··· Passage provided ···

Antonio Horta-Osorio and the importance of resilience

Louise Aston, Business in the Community Wellbeing Director, writes of her respect for a senior leader who has recovered from mental health issues and is using the experience to support his colleagues and open the conversation on mental wellbeing.   

 

This weekend I was reading an article about the CEO of Lloyds Bank, Antonio Horta-Osorio, and his experience of anxiety and sleep deprivation when trying to turn the bank’s fortunes around. Following his experience, he has now introduced an optimal leadership resilience programme for the senior team at Lloyds, aiming to help executives manage the demands of being in high-pressure roles.

The article is incredibly powerful and I urge you all to take the time to read it if you can. However, it particularly chimed with me following the publication of our new Mental Health at Work 2017 report last week, which found that a shocking 15% of employees faced demotion, disciplinary action or dismissal after disclosing a mental health issue at work. However, what the piece showed is that with the right support, people with mental health issues can get better – something echoed by the recommendations of our report. It also shows that you don’t have to be ‘weak’ to experience mental health issues; Antonio thought he was immune to it, but mental health issues can affect any one of us, regardless of who we are.

···

* The task
According to the piece on Antonio Horta-Osorio and resilience, what did he introduce for the senior team at Lloyds after his experience of anxiety and sleep deprivation?

··· Source information ···

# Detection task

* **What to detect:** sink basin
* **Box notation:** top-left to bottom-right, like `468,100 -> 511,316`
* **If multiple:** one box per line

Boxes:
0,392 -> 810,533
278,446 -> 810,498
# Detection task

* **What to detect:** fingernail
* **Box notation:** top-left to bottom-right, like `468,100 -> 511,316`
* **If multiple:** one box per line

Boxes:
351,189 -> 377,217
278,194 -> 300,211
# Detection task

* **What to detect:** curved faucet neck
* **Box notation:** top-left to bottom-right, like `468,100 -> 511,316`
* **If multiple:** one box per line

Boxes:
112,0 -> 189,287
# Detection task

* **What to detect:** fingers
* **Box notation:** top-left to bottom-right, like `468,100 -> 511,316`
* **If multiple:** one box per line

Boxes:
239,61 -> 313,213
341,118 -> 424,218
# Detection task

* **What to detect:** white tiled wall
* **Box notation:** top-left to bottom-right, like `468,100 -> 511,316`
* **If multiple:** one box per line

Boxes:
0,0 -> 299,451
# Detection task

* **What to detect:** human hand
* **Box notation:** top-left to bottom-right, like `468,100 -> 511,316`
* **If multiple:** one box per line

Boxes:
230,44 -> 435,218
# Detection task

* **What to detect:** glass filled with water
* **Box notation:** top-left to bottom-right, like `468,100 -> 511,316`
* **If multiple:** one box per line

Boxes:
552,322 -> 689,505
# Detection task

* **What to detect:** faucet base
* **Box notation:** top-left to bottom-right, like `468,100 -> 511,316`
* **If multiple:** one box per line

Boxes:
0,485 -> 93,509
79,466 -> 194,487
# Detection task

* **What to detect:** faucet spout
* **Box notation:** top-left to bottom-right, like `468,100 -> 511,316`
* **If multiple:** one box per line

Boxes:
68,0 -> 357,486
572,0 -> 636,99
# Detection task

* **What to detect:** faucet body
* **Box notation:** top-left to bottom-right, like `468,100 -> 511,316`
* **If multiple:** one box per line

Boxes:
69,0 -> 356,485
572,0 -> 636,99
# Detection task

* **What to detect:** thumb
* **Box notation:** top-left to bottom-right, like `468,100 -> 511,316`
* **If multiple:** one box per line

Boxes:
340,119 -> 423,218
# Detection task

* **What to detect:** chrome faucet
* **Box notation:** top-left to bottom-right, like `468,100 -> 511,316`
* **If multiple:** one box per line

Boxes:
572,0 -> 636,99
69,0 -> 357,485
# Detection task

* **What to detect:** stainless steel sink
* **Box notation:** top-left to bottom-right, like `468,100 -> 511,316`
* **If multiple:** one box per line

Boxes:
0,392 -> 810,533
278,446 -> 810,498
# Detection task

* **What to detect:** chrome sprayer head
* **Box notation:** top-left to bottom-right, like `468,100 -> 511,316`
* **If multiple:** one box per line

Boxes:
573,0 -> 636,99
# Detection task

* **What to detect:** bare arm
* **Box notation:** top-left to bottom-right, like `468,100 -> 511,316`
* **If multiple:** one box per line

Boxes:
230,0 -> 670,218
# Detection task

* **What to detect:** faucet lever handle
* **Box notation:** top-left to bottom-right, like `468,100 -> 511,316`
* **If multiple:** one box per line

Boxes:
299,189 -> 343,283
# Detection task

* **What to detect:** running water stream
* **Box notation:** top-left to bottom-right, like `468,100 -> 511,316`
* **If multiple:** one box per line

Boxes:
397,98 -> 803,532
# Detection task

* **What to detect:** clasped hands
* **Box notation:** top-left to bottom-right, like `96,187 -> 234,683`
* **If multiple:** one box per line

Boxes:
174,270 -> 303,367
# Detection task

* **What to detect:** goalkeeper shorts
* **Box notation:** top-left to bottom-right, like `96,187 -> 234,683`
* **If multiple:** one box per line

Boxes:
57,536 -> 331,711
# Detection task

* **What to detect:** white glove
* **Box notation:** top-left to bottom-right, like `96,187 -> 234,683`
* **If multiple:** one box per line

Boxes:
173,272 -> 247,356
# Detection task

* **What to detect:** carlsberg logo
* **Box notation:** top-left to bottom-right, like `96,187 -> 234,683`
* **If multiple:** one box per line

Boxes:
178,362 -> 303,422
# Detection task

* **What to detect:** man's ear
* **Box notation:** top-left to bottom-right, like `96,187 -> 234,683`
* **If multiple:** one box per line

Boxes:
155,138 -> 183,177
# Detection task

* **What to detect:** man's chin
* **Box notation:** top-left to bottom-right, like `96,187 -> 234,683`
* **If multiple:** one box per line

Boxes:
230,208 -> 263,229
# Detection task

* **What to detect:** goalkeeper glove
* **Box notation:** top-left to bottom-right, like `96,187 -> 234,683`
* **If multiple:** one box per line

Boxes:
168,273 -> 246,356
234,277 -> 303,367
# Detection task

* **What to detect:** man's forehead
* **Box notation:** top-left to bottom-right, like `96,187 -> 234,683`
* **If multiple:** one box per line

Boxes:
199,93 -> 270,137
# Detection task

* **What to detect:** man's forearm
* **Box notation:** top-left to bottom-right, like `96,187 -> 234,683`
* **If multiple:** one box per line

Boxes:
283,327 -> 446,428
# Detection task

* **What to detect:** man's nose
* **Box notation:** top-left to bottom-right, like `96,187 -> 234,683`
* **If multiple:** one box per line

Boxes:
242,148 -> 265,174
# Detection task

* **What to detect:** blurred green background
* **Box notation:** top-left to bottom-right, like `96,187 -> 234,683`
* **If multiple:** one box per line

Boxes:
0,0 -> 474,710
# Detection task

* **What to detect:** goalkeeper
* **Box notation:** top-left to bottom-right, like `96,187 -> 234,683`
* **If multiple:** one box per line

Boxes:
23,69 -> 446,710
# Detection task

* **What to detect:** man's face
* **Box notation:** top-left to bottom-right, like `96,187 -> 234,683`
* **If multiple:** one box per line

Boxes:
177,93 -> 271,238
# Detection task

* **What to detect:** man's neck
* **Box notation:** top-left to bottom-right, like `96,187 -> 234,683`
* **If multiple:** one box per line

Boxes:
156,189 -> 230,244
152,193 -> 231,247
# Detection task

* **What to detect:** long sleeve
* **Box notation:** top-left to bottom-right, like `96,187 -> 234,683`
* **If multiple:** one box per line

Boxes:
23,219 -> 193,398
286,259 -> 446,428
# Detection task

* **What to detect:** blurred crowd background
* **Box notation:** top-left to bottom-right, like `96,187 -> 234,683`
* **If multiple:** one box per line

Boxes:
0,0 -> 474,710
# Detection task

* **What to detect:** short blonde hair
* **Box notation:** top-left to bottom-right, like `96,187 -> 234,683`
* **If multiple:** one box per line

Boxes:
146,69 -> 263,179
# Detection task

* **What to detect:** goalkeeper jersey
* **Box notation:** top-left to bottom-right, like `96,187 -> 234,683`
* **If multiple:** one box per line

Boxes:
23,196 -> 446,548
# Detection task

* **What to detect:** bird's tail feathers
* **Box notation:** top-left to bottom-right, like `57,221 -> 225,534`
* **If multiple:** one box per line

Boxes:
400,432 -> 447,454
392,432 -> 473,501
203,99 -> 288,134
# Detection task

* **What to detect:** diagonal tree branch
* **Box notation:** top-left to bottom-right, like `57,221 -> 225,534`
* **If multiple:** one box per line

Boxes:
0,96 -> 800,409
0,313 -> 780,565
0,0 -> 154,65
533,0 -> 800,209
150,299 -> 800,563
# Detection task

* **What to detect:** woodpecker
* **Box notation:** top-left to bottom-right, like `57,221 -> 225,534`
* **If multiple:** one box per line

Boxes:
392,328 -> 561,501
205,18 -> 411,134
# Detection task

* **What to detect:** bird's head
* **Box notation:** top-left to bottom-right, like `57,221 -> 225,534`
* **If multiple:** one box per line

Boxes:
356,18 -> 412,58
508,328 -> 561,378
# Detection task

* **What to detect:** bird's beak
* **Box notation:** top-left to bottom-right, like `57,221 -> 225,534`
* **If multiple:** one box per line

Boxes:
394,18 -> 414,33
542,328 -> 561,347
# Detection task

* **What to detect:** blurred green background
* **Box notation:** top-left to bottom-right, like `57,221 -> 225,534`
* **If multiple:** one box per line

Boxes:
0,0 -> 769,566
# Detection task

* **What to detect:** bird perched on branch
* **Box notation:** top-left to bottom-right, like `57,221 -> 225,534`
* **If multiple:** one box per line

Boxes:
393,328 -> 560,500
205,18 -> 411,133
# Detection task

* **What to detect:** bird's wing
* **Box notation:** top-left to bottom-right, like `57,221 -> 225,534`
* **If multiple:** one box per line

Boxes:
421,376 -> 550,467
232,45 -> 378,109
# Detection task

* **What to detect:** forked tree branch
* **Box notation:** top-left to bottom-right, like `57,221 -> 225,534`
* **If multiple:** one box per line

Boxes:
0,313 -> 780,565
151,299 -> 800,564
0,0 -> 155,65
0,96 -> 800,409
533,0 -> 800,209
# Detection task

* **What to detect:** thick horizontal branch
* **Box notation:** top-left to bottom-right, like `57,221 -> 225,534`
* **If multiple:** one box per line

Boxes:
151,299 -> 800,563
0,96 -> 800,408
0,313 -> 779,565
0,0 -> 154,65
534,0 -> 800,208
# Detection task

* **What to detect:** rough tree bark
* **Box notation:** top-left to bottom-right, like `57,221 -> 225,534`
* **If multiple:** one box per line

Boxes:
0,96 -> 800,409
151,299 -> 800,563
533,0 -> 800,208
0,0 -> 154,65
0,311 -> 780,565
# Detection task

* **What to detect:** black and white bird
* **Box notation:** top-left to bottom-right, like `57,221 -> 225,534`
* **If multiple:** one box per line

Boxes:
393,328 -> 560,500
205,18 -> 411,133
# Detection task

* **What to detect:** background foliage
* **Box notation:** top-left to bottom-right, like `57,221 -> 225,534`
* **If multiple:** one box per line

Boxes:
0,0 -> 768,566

···

* Written solution
An optimal leadership resilience programme.